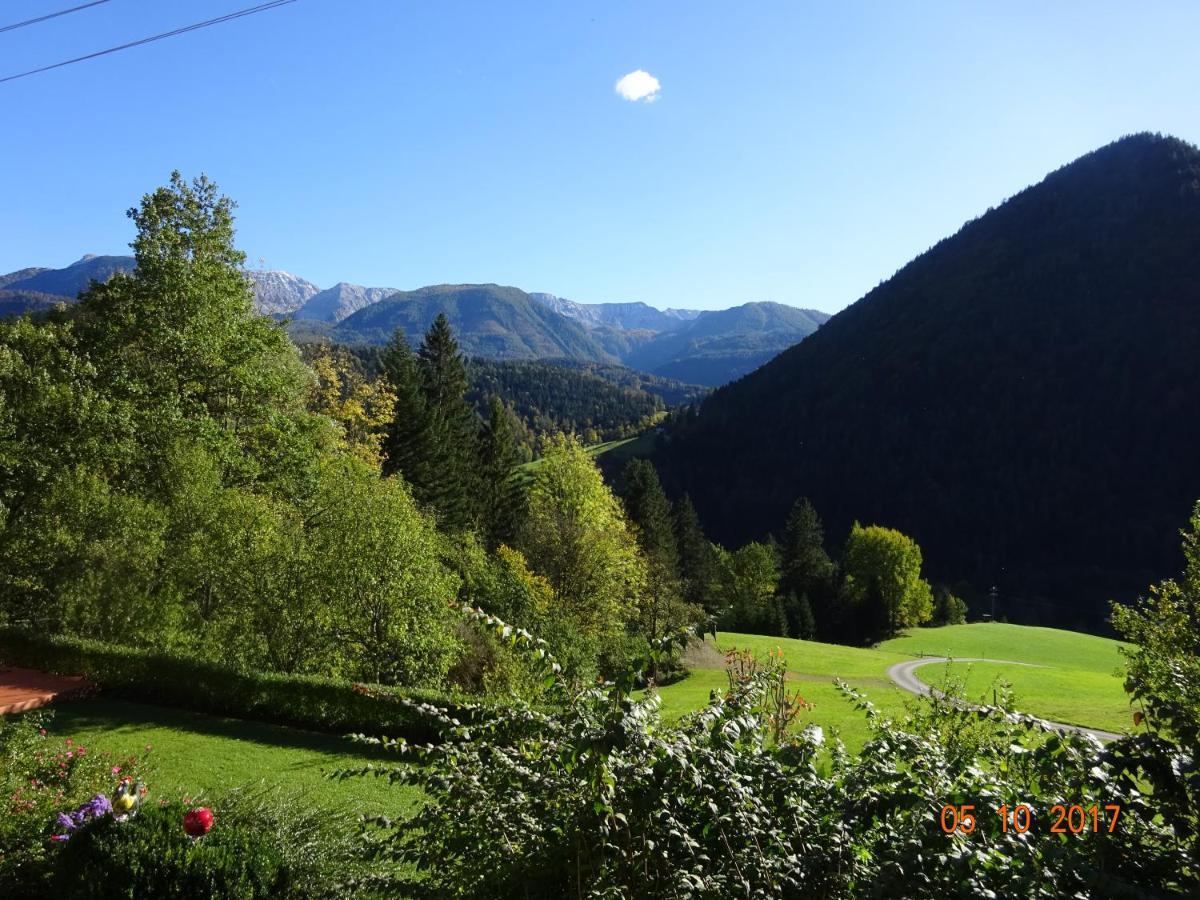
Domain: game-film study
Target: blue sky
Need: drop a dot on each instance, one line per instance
(796, 153)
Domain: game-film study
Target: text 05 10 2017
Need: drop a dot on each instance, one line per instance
(1061, 817)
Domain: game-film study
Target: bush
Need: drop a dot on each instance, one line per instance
(600, 798)
(40, 778)
(150, 856)
(303, 701)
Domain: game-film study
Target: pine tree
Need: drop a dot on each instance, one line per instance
(697, 558)
(808, 571)
(649, 509)
(503, 497)
(453, 427)
(406, 444)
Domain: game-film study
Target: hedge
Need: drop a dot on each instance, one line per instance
(313, 702)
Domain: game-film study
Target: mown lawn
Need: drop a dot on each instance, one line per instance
(1023, 643)
(1078, 679)
(193, 755)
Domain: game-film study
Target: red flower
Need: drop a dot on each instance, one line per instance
(198, 821)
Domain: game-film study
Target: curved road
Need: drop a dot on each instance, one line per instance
(904, 675)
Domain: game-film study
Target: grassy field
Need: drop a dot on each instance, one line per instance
(195, 755)
(617, 451)
(1077, 682)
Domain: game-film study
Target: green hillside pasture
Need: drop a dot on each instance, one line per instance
(1021, 643)
(1079, 678)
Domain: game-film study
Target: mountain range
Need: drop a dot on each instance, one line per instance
(1023, 399)
(490, 321)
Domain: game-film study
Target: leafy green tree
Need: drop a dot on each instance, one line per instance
(54, 420)
(808, 574)
(948, 609)
(451, 478)
(576, 537)
(373, 558)
(179, 340)
(1163, 679)
(748, 580)
(501, 489)
(697, 557)
(882, 576)
(663, 609)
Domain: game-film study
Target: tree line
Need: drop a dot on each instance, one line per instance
(174, 474)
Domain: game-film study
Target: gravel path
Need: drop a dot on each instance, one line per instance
(905, 676)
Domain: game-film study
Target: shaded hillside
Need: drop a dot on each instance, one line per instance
(339, 301)
(718, 347)
(1024, 399)
(76, 277)
(487, 319)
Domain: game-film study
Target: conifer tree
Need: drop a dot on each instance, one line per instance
(649, 509)
(453, 429)
(502, 496)
(406, 443)
(808, 574)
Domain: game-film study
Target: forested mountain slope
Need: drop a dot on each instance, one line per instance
(1024, 399)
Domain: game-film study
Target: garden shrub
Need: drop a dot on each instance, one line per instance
(599, 798)
(149, 856)
(312, 702)
(40, 778)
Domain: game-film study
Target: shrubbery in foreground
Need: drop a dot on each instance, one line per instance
(603, 799)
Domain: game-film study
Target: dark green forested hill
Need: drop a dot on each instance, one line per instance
(1024, 399)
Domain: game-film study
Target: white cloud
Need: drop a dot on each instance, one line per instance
(639, 85)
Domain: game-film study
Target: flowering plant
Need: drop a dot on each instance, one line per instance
(41, 774)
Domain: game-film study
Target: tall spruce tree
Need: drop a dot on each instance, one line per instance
(453, 429)
(808, 575)
(697, 557)
(502, 495)
(406, 451)
(649, 509)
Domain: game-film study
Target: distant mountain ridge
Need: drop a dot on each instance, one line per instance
(341, 300)
(628, 317)
(495, 322)
(1023, 399)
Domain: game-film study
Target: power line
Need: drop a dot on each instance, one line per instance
(49, 16)
(229, 17)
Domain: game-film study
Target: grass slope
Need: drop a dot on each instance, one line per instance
(195, 755)
(1078, 679)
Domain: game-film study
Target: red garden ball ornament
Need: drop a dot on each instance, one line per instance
(198, 821)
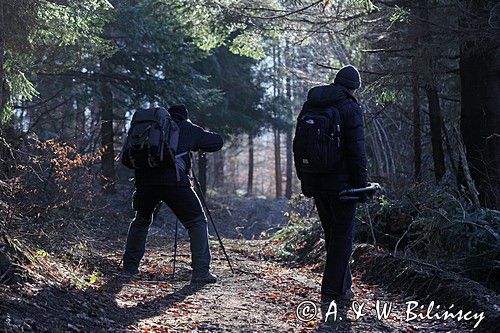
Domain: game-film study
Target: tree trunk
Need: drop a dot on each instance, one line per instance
(436, 123)
(276, 131)
(289, 135)
(480, 118)
(277, 163)
(289, 164)
(107, 135)
(417, 134)
(202, 171)
(2, 72)
(250, 165)
(219, 169)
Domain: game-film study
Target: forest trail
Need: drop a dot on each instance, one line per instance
(261, 297)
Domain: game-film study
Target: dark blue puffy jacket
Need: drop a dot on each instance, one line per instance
(352, 173)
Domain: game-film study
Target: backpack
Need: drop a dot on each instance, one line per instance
(316, 145)
(152, 140)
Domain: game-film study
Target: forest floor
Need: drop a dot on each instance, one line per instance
(262, 296)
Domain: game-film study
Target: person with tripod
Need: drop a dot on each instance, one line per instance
(171, 185)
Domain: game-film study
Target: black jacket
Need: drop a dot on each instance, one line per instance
(191, 138)
(353, 172)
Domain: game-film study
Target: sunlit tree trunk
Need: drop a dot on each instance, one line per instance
(107, 134)
(250, 164)
(276, 131)
(289, 134)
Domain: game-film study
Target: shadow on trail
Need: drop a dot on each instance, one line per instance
(60, 309)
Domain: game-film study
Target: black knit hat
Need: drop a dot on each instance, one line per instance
(348, 76)
(179, 111)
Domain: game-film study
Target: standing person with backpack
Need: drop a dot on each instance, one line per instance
(330, 156)
(158, 147)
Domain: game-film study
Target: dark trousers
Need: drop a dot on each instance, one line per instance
(186, 205)
(337, 219)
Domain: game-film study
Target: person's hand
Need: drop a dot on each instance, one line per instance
(306, 193)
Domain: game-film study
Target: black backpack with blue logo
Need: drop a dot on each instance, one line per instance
(317, 141)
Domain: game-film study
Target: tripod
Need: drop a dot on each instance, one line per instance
(155, 214)
(204, 203)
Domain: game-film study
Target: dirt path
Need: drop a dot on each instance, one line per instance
(261, 297)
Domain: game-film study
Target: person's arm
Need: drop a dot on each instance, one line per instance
(205, 140)
(354, 141)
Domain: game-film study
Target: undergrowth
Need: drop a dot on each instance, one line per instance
(432, 225)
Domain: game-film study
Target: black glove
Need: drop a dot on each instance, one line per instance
(306, 193)
(362, 198)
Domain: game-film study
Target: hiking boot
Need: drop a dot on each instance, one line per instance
(329, 297)
(204, 279)
(129, 271)
(348, 295)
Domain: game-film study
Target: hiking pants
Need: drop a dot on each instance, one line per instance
(186, 205)
(337, 219)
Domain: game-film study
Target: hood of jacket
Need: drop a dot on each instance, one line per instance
(179, 112)
(324, 96)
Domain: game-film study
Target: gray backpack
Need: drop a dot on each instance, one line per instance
(152, 140)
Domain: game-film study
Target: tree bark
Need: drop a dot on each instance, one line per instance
(219, 169)
(436, 124)
(250, 165)
(107, 134)
(202, 171)
(417, 125)
(2, 51)
(289, 135)
(480, 118)
(277, 163)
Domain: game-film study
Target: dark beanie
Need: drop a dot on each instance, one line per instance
(348, 76)
(179, 111)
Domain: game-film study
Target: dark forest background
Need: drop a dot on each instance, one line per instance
(73, 72)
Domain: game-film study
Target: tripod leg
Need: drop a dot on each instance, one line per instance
(204, 202)
(175, 246)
= = = = =
**EXERCISE:** All lines above from the one with "Target: gray backpack" to the one with "Target: dark forest background", inclusive, should be copied exactly, and no other lines.

**YOUR RESPONSE:**
Target: gray backpack
Need: drop a dot on each instance, one line per instance
(152, 140)
Domain: game-film study
Target: tree bark
Need: drop a dot on each instance, one line per instance
(219, 169)
(436, 124)
(250, 165)
(107, 134)
(202, 171)
(417, 125)
(2, 51)
(289, 135)
(480, 118)
(277, 163)
Domain: game-film study
Target: dark beanie
Need: drop a dot on each instance, one line per instance
(348, 76)
(179, 111)
Domain: game-film study
Target: dark forest background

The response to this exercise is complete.